SUPPLIED PASSAGE
►

Any code with HIT in the name means that the cache is working and is being served to the client.

[17]

HTTPS

For caching HTTPS content, Squid acts as middleware. It first gets the content from the HTTPS website, then it caches it, and finally it will serve it to proxy clients. The difference between HTTPS and HTTP caching is that HTTPS requires Squid to have its own certificate authority (CA) to automatically generate new SSL/TLS certificates for the HTTPS website it is proxying to the client. This is because the original websites SSL/TLS certificate has already been terminated and Squid cannot spoof that.

Server:

  • Install Squid with OpenSSL support compiled in.

    • Debian:

      $ sudo apt-get update
      $ sudo apt-get install squid-openssl
      
  • Create a CA that will expire in 10 years. This command will generate a certificate and private signing key. Combine these two files into one file for easier use in Squid.

    $ openssl req -new -newkey rsa:2048 -sha256 -days 3650 -nodes -x509 -extensions v3_ca -keyout squid-ca-key.pem -out squid-ca-cert.pem
    $ cat squid-ca-cert.pem squid-ca-key.pem > squid-ca-cert-key.pem
    
  • Move the certificate into the Squid configuration directory.

◄

Continue the Squid HTTPS caching instructions, starting right after the step about moving the certificate into the Squid configuration directory.

RECORDED DATA

►

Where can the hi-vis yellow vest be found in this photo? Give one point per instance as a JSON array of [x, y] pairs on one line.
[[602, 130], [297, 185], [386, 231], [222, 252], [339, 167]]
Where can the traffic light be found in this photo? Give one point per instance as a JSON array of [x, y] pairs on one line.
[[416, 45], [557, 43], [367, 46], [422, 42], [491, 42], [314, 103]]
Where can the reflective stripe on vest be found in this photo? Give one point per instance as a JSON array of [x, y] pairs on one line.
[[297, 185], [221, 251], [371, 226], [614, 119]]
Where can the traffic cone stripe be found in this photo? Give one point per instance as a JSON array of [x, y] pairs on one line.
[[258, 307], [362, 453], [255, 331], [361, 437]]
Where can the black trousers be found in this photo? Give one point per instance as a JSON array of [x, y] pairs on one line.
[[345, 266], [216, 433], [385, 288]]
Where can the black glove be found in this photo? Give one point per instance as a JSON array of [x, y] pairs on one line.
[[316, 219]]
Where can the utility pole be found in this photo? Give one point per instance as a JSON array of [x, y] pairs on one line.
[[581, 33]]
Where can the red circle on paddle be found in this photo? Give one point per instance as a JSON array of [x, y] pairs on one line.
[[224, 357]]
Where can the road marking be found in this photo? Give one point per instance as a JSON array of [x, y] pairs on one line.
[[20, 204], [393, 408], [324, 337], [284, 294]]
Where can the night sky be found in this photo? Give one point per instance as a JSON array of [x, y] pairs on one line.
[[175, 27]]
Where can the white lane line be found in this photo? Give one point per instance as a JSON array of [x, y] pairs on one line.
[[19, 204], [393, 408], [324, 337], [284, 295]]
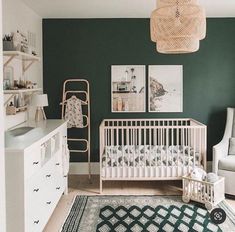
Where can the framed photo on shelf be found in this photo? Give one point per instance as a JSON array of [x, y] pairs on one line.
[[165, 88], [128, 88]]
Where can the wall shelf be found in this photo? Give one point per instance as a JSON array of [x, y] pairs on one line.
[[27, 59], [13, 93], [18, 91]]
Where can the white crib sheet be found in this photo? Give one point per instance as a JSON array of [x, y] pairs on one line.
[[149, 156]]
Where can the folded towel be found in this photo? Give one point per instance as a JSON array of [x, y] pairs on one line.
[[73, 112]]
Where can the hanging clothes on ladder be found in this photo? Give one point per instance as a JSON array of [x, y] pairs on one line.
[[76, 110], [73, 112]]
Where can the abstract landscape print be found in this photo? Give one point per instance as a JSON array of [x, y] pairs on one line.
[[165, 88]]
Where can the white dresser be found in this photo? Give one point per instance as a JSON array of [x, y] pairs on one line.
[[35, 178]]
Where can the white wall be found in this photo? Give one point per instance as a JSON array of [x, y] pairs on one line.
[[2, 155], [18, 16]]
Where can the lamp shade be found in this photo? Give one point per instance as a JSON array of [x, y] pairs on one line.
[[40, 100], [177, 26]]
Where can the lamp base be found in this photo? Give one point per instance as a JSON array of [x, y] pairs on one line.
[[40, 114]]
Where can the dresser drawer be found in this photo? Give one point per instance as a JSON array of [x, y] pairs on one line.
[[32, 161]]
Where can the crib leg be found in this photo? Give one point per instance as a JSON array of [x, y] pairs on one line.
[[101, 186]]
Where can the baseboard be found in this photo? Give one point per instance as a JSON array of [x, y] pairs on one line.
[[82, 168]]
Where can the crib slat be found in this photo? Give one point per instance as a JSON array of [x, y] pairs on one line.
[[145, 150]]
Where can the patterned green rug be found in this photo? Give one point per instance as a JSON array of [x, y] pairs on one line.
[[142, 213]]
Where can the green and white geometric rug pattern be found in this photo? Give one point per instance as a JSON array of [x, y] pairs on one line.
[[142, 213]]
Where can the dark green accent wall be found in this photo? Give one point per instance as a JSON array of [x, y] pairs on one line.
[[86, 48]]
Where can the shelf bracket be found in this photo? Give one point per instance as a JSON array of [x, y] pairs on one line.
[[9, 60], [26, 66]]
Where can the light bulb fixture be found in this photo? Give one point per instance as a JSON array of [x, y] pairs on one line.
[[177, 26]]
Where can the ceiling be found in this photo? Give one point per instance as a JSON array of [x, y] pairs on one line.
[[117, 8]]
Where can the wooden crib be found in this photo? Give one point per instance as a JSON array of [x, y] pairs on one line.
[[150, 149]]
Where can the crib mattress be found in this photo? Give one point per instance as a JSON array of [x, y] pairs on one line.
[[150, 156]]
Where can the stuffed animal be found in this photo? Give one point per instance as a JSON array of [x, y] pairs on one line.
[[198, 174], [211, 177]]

◄
►

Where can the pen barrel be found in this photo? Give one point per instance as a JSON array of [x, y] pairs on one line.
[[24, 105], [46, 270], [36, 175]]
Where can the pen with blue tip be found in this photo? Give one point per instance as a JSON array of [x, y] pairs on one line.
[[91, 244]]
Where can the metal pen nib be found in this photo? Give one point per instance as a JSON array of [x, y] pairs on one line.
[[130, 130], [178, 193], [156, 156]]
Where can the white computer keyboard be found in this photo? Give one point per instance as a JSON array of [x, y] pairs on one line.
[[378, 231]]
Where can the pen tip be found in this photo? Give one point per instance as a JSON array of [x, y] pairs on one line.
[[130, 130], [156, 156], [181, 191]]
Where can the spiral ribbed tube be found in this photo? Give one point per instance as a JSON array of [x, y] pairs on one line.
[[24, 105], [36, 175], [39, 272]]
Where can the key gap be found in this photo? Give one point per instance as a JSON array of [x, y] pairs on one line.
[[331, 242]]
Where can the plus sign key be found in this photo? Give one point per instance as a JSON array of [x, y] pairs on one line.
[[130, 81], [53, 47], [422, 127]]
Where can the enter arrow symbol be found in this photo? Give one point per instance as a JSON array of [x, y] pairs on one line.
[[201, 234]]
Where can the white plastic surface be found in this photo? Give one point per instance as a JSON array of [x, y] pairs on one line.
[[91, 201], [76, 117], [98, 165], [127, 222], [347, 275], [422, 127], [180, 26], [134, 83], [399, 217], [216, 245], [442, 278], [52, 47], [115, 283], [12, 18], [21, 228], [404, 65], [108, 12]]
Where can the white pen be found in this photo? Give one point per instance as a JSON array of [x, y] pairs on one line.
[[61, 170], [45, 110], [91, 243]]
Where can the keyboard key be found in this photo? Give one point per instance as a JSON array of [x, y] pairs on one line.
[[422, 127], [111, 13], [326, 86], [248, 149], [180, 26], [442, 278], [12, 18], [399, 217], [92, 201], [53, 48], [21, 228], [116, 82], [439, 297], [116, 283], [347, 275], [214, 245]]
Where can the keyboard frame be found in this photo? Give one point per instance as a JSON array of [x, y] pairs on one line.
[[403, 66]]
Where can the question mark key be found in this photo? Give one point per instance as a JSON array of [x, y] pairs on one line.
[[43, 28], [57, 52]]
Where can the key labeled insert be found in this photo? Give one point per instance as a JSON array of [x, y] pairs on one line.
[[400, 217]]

◄
►

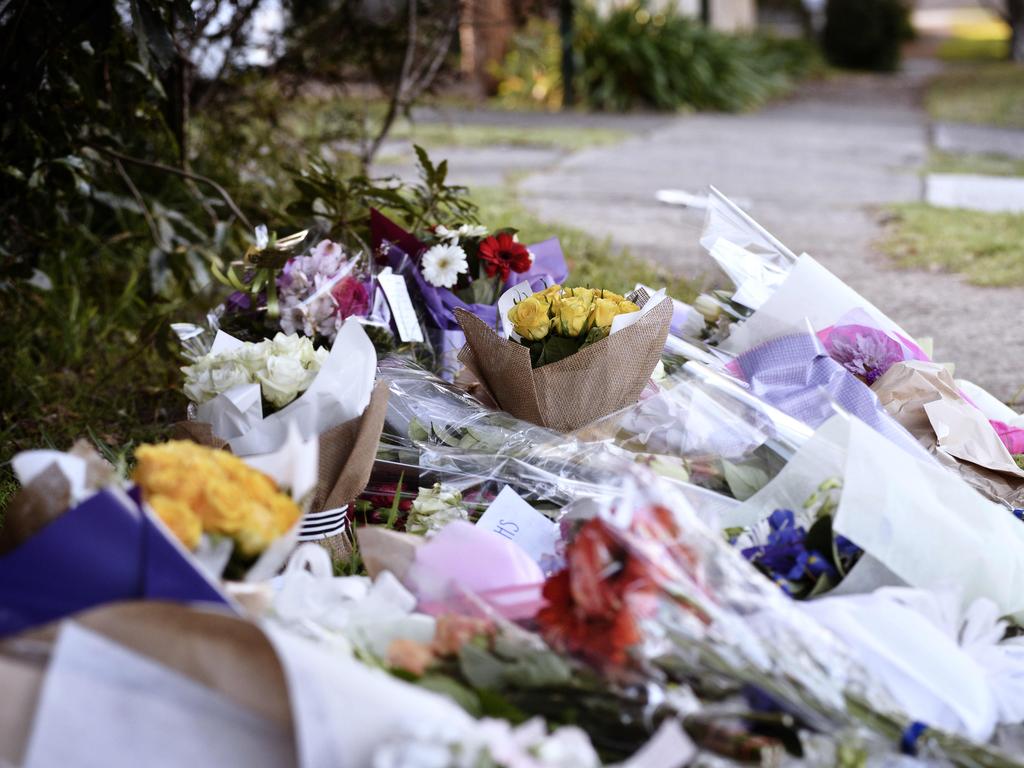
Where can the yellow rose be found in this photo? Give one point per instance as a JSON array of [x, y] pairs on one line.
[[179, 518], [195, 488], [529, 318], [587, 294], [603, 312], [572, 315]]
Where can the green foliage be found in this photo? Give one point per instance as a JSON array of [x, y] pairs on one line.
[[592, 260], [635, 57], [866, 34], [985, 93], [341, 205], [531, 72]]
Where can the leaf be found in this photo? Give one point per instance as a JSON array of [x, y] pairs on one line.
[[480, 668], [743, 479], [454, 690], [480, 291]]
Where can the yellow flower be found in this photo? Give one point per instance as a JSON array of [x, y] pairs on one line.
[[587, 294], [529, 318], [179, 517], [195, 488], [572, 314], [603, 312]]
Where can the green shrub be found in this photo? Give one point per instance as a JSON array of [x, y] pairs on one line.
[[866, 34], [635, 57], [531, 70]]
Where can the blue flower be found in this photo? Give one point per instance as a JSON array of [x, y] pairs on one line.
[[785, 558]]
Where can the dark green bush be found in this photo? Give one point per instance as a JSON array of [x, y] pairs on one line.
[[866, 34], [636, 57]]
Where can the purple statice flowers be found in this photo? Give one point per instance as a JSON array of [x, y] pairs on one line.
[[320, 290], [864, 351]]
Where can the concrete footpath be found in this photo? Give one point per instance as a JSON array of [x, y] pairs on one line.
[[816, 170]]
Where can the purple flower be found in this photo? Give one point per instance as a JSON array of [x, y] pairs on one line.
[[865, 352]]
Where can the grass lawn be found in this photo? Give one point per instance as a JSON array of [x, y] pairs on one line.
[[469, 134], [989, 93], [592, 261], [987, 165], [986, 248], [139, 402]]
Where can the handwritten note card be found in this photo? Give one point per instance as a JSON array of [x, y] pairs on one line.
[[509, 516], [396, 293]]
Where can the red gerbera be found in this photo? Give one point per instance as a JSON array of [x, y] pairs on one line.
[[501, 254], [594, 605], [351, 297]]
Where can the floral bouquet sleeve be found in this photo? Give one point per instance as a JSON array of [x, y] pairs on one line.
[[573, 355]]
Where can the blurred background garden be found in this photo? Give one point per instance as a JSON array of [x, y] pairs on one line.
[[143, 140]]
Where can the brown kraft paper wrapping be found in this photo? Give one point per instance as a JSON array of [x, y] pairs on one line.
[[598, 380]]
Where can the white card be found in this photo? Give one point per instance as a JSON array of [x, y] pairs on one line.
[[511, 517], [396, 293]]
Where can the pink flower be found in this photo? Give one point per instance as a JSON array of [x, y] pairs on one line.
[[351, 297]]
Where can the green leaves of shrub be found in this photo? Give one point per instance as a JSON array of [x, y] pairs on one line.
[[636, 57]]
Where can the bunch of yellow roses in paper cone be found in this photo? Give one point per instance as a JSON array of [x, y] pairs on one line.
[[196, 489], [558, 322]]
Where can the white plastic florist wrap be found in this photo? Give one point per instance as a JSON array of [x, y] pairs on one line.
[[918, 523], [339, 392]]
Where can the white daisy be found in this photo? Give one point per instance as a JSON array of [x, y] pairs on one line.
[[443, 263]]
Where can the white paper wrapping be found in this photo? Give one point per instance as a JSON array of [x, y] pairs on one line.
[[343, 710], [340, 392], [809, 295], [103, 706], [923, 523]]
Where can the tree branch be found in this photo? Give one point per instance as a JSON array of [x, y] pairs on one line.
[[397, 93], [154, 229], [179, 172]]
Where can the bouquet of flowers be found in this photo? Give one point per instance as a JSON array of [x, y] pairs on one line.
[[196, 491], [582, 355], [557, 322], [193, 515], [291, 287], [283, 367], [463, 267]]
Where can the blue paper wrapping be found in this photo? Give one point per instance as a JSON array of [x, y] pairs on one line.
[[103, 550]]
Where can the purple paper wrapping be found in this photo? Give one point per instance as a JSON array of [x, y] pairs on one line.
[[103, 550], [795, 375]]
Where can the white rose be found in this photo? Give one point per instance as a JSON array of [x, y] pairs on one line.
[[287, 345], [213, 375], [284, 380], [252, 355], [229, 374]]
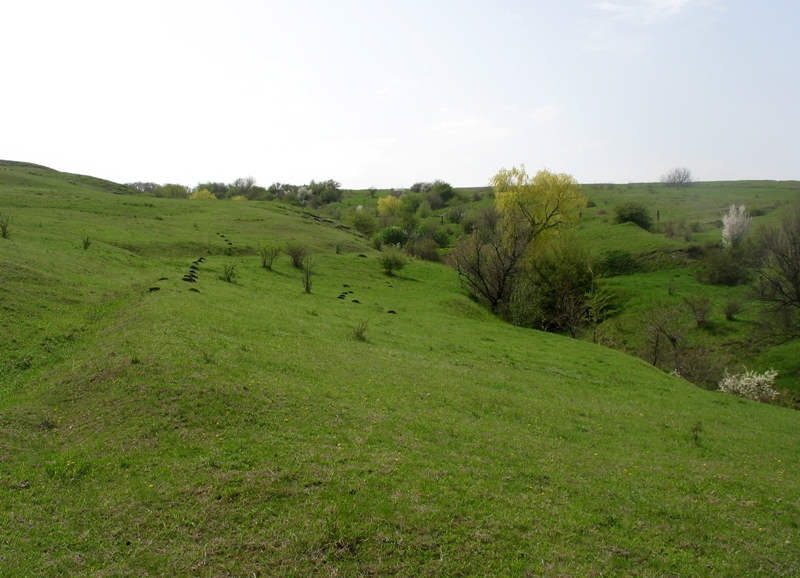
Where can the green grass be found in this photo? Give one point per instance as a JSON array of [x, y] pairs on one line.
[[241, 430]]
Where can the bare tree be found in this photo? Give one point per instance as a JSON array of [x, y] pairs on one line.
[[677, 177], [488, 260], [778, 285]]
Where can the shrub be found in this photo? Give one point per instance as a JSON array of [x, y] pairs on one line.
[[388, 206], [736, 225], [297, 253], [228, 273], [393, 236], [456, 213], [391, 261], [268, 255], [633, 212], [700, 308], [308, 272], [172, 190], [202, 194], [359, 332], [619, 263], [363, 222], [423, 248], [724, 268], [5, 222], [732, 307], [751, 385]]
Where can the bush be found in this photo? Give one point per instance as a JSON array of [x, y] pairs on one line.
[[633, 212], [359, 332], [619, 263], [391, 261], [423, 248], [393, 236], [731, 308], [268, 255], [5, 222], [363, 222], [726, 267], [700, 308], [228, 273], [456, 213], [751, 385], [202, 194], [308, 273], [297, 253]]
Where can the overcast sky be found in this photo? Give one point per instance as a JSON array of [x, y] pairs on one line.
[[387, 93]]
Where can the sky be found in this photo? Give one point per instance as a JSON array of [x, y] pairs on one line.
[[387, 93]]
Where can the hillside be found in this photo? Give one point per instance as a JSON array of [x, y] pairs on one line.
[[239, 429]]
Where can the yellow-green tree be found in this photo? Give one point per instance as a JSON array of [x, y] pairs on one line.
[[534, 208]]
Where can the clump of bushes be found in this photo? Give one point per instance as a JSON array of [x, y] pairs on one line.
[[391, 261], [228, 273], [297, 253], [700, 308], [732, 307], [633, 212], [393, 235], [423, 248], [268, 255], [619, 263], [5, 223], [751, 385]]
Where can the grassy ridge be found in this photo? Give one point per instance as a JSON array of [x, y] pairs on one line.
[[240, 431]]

◄

RESULT OF THE EXERCISE
    $ sudo mkdir /etc/squid/certs/
    $ sudo mv squid-ca-cert-key.pem /etc/squid/certs/
    
    • On Fedora, correct the permissions of this new directory and CA file to be owned by squid. [18] On Debian, it will use the root user and group so no change is necessary.

      $ sudo chown squid:squid -R /etc/squid/certs
      
  • Configure Squid to use the CA for assisting with HTTPS caching by using SSL/TLS bumping.

    # Allow proxy clients on a local network.
    acl localnet src 192.168.1.0/24
    # Allow caching for FTP, HTTP, and HTTPS.
    acl SSL_ports port 443
    acl Safe_ports port 21
    acl Safe_ports port 80
    acl Safe_ports port 443
    acl CONNECT method CONNECT
    ## Default access rules.
    http_access deny !Safe_ports
    http_access deny CONNECT !SSL_ports
    http_access allow localhost manager
    http_access deny manager
    http_access allow localnet
    http_access allow localhost
    http_access deny all
    # HTTPS proxy.
    ## Cache 20 MB worth of SSL/TLS certificates (about 5000 certificates).
    http_port 3128 ssl-bump \
      cert=/etc/squid/certs/squid-ca-cert-key.pem \
      generate-host-certificates=on dynamic_cert_mem_cache_size=20MB
    sslcrtd_program /usr/lib/squid/security_file_certgen -s /var/lib/ssl_db -M 20MB
    acl step1 at_step SslBump1
    ssl_bump peek step1
    ssl_bump bump all
    ssl_bump splice all
    # Cache size settings.
    ## 4 GB in RAM.
    cache_mem 4096 MB
    ## 16 GB in local directory.
    cache_dir ufs /var/spool/squid 16000 16 256
    # Only cache files in RAM that are 20 MB or less in size.
    minimum_object_size 0 bytes
    maximum_object_size_in_memory 20 MB
    # Cache files up to 1 GB in size.
    maximum_object_size 1000 MB
    # Do not cache CGI websites.
    refresh_pattern -i (/cgi-bin/|\?) 0 0% 0
    # Cache everything else.
    refresh_pattern . 1440 90% 40320
    
  • Create the SSL/TLS certificate cache database.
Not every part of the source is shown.